# ABOUT THIS TASK
When you repeat the listing, keep every character as it is.

# EXCERPTED RECORDS
-- Opening Marker --

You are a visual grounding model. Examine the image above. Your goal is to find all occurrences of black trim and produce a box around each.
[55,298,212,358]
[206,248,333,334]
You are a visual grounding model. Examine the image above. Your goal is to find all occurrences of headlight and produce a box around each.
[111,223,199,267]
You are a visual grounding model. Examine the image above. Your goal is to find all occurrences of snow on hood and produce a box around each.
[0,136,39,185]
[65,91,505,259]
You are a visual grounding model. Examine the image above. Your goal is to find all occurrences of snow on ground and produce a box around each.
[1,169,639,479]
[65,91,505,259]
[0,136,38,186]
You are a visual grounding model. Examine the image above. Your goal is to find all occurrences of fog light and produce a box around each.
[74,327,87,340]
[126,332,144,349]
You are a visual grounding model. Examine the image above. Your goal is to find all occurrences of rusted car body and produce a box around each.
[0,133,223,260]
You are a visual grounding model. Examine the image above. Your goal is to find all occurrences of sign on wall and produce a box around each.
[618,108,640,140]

-- Closing Marker --

# TASK RESULT
You are a visual grounding model. Examine the image above. Your goal is to find all occurrences of black trim and produce a box around each.
[55,298,212,358]
[206,248,333,334]
You are a visual grounding model. Examine the image above. Your goal is to find all occurrences of headlight and produce a box around each.
[111,223,199,267]
You are a visual grounding model. Examine the image above. Your goal is to find all occurrences of snow on hood and produce a box around each.
[0,136,39,185]
[65,91,505,259]
You are a visual grounding model. Examine the image above. Your goal is to find all occurrences of snow on ground and produce a box around each.
[1,169,639,479]
[65,91,505,259]
[0,136,38,186]
You are a visual grounding model. Examine the image above. Your goal is to find all occurrences of fog light and produce a box around each.
[74,327,87,340]
[126,332,144,349]
You are a visual grounding model. Examine the image above. Your goal is to find all occurrences of rusted car body and produce a box around each.
[0,133,223,260]
You are a visual grounding model. Examine the image above. Your goal is to find all occurrences of sign on wall and produce a box around each.
[618,108,640,140]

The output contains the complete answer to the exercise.